***** Data extracts

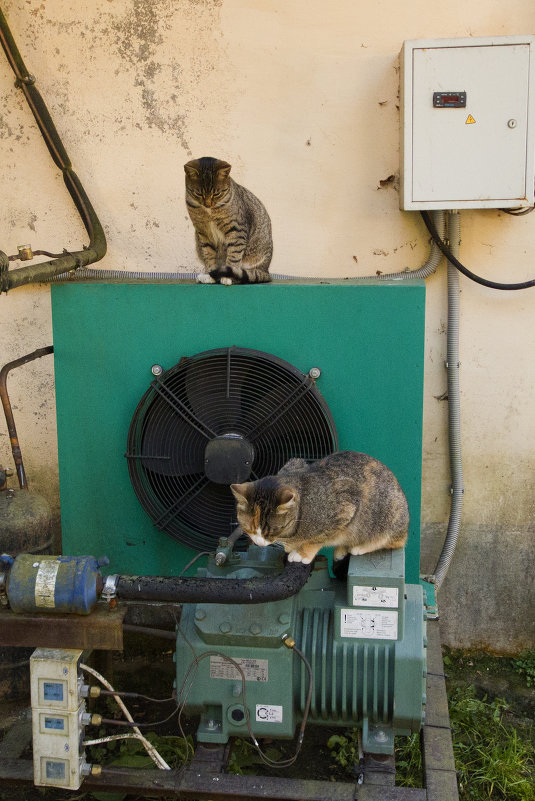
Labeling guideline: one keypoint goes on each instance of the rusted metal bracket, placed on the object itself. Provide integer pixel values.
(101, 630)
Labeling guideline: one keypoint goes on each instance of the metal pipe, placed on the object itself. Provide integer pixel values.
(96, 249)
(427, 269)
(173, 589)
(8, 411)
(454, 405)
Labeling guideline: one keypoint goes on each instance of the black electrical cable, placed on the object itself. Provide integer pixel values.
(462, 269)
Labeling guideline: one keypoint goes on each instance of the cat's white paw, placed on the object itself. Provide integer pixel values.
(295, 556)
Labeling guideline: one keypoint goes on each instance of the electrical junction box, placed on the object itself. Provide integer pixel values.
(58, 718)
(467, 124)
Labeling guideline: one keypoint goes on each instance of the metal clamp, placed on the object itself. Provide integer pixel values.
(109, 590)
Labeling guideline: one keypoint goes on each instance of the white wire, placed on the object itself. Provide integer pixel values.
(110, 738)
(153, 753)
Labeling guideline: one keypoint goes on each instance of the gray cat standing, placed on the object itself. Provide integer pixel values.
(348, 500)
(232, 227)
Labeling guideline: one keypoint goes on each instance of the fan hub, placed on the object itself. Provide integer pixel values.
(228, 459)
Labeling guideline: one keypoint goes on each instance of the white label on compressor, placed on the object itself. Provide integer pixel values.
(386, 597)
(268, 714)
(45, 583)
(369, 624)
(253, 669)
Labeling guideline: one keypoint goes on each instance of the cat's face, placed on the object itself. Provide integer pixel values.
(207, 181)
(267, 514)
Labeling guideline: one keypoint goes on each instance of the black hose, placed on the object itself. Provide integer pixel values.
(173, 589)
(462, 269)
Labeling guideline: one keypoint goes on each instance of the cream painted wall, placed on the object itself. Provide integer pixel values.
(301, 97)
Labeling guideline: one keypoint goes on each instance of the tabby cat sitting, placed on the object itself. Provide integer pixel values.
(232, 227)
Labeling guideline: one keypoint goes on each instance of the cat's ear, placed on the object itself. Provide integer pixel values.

**********

• _Your goal_: The line containing "black hose, placed" and all lines after it, through the end of the entries above, are to be returned exactly and alone.

• _Completed exercise_:
Labeling guideline: one keypoint goes on each instance of the black hose, placed on the object itself. Provide integer pixel values.
(173, 589)
(462, 269)
Labeling guideline: one keypoint goes on each instance of the cream painted wall, placed on the object itself. Provide integer pixel values.
(301, 97)
Labeling guideline: one keypoint goes on each instance of the tabby cat sitting, placed on the object itself. Provide integer pixel values.
(232, 227)
Labeling guideline: one keypoint goes on each instance of the cat's ear, placed on the object itself. Provide integer pixel values.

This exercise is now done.